BRIEF A:
Reproduce, word for word, the stretch of the passage on John Skinner from "He carried out" through "small incense cup.".
BRIEF B:
Using the passage on John Skinner, answer each of the following briefly.
(i) In which place was Skinner born?
(ii) Where did Skinner work before he became vicar of Camerton?
(iii) Whom did Skinner marry in 1805?
BRIEF C:
State whether each statement below agrees with the passage on John Skinner, answering yes or no and quoting the words of the passage that settle it.
(i) Skinner served as vicar of Camerton from 1800 to 1839.
(ii) All five of Skinner's children lived into adulthood.
(iii) Skinner was educated at Cambridge.

— START OF PASSAGE PROVIDED —

The Rev.  John Skinner (1772–1839) was a parish vicar and amateur antiquarian and archaeologist operating mainly in the area of Bath and the villages of northern Somerset in the early nineteenth century.

Life 
Skinner was born in Claverton and educated at Oxford, before becoming vicar of Camerton, Somerset from 1800 to 1839. He excavated numerous antiquities, especially barrows, such as those at Priddy, Stoney Littleton and the site which later became RAF Charmy Down; and he made visits for antiquarian purposes to many places.

He carried out excavations at Priddy Nine Barrows and Ashen Hill Barrow Cemeteries, opening many of the barrows identified cremation burials in an oval cyst which was covered by a flat stone just below where ground level would have been in the Bronze Age. He also uncovered bronze daggers and spear head, decorative amber beads, a bronze ring and a small incense cup.

Before his role as the vicar of Camerton from 1800 to 1839, he worked in a lawyer's office.

His parents were Russell Skinner and Mary Page. He married Anna Holmes in 1805, by whom he had five children, three of whom (Anna, Fitz Owen and Joseph Henry) lived into adulthood.

— END OF PASSAGE PROVIDED —
— START OF MATERIAL SHOWN —

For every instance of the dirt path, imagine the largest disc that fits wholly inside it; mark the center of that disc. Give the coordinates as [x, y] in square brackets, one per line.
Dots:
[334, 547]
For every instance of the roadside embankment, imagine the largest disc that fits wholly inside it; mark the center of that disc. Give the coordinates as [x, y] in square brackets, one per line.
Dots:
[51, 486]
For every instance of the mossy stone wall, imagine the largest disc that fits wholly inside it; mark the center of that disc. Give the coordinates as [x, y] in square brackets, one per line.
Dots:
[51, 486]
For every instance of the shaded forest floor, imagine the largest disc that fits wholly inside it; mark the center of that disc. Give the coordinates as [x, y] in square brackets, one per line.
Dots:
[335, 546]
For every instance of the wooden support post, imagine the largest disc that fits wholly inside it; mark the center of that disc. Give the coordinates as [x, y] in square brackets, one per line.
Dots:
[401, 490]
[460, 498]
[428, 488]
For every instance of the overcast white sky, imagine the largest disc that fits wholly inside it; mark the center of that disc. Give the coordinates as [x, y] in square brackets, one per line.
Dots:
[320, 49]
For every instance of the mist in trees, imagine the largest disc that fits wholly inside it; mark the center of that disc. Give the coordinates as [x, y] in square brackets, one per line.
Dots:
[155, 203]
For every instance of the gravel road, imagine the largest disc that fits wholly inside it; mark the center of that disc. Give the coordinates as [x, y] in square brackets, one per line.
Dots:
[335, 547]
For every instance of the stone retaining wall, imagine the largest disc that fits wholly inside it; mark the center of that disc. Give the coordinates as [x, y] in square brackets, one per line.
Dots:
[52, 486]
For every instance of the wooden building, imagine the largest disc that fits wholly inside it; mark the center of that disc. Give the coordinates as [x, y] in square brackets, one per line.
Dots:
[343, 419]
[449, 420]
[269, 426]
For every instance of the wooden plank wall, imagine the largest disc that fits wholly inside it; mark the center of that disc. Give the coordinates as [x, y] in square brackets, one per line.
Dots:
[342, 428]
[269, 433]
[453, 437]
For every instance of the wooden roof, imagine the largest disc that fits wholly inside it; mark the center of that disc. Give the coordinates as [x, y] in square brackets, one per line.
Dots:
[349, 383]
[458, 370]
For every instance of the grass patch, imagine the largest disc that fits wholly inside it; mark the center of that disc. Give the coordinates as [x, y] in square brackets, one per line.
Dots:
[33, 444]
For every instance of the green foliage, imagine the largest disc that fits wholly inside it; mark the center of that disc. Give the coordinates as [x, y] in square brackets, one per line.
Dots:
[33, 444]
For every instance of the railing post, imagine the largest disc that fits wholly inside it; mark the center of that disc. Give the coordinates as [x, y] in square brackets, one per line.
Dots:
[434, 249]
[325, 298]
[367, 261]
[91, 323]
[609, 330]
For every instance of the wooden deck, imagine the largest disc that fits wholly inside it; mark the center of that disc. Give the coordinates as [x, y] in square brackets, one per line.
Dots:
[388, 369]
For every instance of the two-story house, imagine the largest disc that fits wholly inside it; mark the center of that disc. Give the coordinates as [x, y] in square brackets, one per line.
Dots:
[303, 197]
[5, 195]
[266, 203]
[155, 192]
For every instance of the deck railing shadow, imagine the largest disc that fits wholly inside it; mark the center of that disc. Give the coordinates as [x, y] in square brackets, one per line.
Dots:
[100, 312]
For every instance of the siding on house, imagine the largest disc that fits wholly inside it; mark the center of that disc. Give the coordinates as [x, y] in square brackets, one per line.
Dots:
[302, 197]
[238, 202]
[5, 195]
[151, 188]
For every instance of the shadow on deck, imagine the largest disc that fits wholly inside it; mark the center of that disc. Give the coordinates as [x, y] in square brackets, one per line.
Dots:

— END OF MATERIAL SHOWN —

RESPONSE A:
He carried out excavations at Priddy Nine Barrows and Ashen Hill Barrow Cemeteries, opening many of the barrows identified cremation burials in an oval cyst which was covered by a flat stone just below where ground level would have been in the Bronze Age. He also uncovered bronze daggers and spear head, decorative amber beads, a bronze ring and a small incense cup.

RESPONSE B:
(i) Claverton.
(ii) In a lawyer's office.
(iii) Anna Holmes.

RESPONSE C:
(i) Yes: "becoming vicar of Camerton, Somerset from 1800 to 1839".
(ii) No: "three of whom (Anna, Fitz Owen and Joseph Henry) lived into adulthood".
(iii) No: "educated at Oxford".